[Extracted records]

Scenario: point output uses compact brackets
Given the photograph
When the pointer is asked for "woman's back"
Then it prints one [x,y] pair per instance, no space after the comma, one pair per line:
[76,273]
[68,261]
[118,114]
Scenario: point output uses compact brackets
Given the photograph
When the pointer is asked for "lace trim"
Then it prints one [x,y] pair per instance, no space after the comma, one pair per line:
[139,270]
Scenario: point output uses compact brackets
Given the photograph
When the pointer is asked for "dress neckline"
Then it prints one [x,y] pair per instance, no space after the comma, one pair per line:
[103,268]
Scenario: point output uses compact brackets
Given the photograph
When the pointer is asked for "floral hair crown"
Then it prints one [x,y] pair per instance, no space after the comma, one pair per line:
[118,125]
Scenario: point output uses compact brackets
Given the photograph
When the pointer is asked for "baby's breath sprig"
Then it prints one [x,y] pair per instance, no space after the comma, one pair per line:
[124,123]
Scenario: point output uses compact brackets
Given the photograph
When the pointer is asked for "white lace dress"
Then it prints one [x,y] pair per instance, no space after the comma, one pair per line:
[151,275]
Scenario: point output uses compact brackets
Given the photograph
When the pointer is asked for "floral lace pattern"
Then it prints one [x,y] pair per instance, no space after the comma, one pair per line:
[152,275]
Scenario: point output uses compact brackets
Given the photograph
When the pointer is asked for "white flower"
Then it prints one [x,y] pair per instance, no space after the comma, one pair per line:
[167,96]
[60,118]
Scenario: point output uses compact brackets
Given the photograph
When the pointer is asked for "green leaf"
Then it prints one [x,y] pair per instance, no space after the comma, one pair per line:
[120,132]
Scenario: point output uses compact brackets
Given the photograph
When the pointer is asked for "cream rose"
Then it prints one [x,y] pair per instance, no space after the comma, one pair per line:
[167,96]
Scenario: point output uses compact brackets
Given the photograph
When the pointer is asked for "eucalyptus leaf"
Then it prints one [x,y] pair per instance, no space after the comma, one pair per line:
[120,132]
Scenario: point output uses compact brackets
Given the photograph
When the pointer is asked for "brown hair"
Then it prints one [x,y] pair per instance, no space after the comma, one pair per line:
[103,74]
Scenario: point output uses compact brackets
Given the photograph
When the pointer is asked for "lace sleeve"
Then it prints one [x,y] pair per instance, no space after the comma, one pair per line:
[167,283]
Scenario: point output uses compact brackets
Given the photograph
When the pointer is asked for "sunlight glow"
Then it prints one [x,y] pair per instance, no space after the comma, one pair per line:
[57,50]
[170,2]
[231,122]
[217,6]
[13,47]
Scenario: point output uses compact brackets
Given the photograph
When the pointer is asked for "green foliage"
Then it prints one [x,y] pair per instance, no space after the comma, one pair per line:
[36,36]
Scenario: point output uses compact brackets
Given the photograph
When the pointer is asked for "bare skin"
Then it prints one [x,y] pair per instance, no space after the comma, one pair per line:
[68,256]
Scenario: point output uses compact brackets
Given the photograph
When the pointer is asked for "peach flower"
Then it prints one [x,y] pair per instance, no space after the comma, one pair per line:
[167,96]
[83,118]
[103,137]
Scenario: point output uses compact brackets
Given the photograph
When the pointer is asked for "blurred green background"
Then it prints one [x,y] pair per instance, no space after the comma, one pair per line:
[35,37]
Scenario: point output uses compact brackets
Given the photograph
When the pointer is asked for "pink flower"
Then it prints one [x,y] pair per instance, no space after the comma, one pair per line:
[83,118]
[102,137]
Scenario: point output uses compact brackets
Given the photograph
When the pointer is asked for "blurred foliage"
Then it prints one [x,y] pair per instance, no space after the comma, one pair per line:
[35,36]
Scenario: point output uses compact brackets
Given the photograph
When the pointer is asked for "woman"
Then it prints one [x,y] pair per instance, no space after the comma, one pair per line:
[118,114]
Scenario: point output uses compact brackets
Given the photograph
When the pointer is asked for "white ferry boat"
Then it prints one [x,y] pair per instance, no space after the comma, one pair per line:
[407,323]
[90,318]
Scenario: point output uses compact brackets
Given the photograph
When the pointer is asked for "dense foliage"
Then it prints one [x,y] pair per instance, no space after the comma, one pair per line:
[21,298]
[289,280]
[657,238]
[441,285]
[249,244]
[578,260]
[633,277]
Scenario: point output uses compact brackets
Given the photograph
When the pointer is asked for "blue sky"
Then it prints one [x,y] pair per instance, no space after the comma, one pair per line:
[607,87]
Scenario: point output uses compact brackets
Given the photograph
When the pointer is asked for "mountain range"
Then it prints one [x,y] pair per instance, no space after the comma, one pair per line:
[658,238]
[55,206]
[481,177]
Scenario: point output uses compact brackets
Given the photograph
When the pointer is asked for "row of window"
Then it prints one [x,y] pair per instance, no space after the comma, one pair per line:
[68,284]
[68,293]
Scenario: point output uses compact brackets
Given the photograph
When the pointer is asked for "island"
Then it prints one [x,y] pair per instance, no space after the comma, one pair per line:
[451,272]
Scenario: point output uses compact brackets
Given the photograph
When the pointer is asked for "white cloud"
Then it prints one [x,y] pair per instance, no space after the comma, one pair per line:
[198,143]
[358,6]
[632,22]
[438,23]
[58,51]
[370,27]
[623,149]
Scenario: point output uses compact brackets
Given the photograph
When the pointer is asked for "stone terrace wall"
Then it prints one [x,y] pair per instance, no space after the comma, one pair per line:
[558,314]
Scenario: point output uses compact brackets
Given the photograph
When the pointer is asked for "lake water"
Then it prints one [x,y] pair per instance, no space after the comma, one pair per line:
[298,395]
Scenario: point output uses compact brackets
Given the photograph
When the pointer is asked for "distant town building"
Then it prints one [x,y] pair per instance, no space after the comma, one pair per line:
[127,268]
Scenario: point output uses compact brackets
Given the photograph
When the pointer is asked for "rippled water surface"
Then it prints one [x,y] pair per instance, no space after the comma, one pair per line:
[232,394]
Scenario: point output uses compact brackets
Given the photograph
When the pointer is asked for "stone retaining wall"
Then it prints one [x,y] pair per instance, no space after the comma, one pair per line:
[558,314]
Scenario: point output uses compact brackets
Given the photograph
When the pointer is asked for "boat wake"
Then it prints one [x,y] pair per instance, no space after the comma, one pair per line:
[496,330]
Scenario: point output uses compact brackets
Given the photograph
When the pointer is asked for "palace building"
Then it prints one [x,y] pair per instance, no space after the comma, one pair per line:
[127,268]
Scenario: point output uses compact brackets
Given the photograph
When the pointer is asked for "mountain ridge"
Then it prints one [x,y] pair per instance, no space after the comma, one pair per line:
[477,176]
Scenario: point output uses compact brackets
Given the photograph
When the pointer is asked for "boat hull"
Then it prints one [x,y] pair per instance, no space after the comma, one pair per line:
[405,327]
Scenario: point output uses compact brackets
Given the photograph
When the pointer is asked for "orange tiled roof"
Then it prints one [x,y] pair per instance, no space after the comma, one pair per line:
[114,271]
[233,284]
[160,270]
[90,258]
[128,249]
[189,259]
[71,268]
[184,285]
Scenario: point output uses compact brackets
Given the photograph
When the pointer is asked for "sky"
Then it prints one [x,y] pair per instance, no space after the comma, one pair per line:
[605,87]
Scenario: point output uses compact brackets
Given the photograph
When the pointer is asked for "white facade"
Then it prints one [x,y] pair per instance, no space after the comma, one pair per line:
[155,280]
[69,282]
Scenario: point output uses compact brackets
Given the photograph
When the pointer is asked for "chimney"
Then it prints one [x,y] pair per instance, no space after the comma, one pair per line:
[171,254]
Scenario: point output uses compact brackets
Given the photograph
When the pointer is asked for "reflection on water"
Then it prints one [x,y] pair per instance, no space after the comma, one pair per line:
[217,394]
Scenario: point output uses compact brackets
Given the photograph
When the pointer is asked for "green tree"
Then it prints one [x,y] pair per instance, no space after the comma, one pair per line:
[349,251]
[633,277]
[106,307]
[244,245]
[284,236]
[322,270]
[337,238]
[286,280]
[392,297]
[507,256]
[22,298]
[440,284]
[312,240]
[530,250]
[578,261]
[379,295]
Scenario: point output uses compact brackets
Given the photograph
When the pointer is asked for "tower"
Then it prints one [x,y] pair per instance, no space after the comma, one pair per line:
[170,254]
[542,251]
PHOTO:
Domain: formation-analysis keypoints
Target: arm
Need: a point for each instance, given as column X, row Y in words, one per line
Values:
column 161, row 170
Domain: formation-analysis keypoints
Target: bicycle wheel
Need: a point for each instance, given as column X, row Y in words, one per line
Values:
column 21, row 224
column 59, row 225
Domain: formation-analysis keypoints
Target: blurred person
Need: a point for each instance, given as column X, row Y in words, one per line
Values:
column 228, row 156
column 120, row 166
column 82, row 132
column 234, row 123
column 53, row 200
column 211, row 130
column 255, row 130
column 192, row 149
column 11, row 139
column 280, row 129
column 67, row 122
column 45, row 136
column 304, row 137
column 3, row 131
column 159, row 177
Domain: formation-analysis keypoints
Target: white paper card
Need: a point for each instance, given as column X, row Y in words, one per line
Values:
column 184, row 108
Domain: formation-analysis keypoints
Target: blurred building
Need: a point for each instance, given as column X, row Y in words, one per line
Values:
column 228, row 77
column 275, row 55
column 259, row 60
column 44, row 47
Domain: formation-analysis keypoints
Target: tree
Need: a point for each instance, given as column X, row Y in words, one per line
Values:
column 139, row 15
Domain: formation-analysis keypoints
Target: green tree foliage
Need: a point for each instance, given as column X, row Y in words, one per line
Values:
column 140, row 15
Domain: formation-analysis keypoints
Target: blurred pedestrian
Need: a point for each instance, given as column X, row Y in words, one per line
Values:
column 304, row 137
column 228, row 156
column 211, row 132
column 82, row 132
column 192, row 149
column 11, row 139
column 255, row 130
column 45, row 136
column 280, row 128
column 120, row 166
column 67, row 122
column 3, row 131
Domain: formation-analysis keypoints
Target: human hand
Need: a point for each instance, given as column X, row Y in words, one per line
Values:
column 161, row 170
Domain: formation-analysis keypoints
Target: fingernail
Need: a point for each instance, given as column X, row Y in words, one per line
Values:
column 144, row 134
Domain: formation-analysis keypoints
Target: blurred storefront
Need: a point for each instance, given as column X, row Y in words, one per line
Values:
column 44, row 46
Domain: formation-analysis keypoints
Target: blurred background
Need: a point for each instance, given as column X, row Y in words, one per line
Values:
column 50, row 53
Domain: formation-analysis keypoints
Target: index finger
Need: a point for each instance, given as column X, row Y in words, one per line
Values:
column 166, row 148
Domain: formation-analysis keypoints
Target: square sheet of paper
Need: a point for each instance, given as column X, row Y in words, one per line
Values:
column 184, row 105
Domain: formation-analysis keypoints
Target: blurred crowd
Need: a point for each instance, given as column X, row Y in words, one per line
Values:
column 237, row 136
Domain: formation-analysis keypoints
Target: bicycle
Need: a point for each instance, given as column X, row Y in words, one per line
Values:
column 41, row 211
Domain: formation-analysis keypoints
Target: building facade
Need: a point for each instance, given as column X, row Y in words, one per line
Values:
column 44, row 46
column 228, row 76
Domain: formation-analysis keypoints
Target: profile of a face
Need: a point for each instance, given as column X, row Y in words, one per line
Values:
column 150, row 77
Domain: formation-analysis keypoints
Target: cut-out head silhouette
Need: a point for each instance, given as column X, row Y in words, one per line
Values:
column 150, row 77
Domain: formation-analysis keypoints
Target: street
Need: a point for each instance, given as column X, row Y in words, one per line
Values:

WHAT TO PRODUCE »
Every line of the records above where the string "foliage" is found should be copied.

REPLY »
When the pointer is asked for "green foliage"
When the pointer is asked for "blurred foliage"
When the pointer is asked for "dense foliage"
Target: green tree foliage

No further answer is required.